PROBLEM STATEMENT |
Below are records; count the lines among them that include the string "chair", and state only the number.

LISTED RECORDS |
──────────────────────────────
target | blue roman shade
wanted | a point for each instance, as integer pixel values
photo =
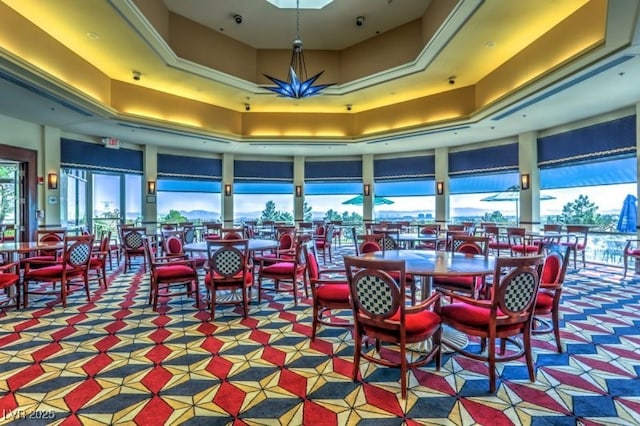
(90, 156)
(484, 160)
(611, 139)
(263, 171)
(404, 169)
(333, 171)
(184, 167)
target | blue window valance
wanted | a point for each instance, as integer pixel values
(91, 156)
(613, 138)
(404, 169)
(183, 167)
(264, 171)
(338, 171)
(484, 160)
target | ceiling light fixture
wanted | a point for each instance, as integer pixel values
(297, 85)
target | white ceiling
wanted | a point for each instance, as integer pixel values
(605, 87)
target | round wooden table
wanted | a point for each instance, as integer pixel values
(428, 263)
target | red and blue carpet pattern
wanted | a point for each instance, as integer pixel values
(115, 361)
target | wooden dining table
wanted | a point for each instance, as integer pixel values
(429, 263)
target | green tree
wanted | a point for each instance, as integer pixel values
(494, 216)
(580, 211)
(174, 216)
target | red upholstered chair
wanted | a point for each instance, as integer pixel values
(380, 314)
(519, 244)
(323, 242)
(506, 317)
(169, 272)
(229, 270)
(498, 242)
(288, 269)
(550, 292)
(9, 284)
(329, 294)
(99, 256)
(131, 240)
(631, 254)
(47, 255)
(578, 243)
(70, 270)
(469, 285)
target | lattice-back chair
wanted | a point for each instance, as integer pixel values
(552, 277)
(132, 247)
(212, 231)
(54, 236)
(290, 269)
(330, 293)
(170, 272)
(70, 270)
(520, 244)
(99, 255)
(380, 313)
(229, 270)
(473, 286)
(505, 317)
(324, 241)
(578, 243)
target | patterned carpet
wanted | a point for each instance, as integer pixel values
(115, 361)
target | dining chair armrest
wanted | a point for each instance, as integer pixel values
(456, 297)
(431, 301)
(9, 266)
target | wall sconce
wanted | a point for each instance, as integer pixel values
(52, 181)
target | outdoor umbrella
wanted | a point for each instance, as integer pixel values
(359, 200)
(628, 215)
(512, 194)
──────────────────────────────
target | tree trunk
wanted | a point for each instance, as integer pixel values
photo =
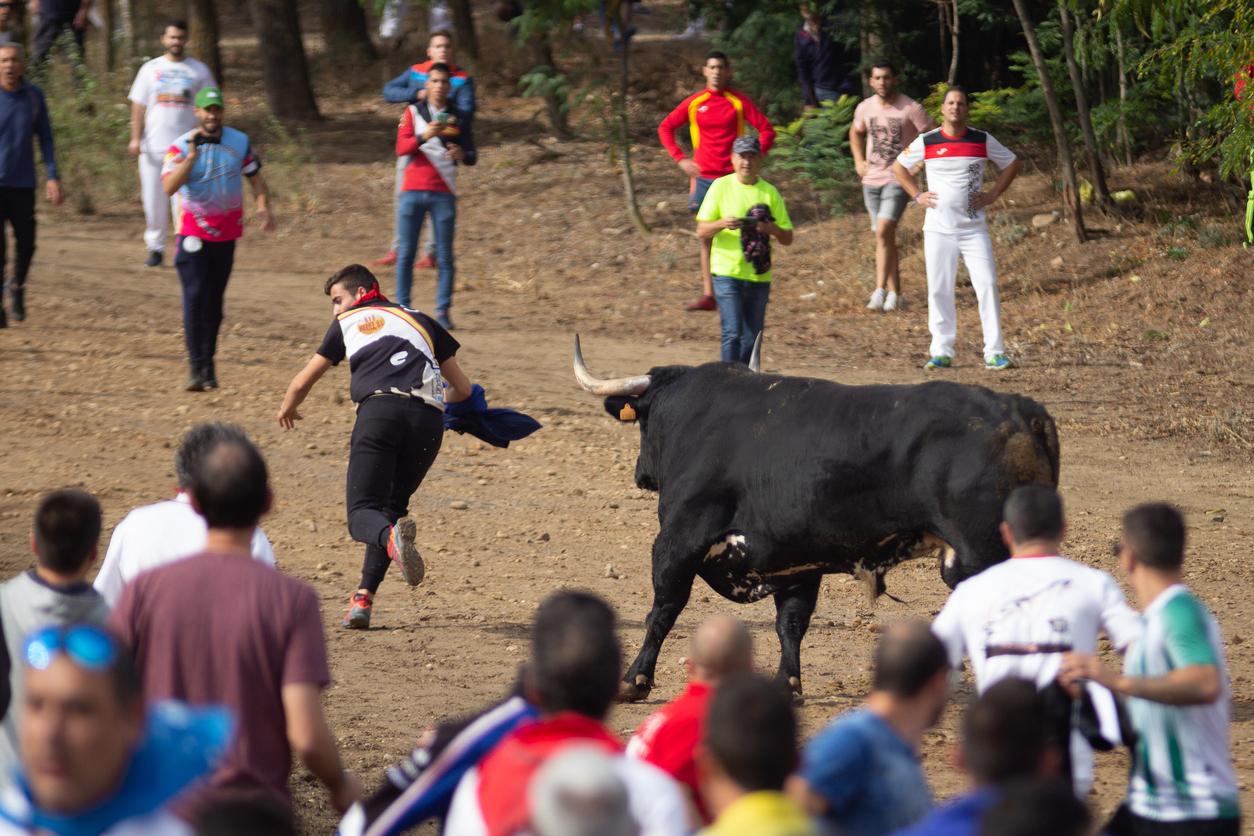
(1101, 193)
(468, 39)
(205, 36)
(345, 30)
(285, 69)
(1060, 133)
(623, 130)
──────────────────────────────
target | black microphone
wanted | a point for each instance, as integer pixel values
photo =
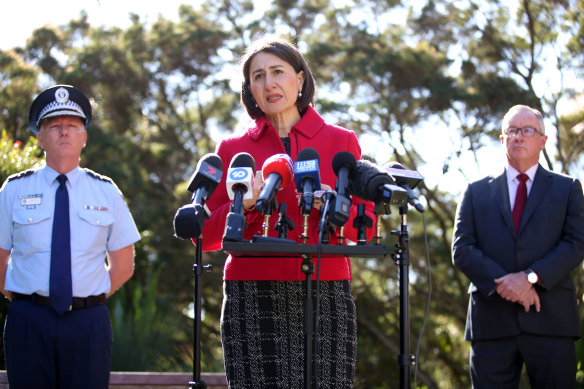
──────────────────────────────
ANSWER BOX |
3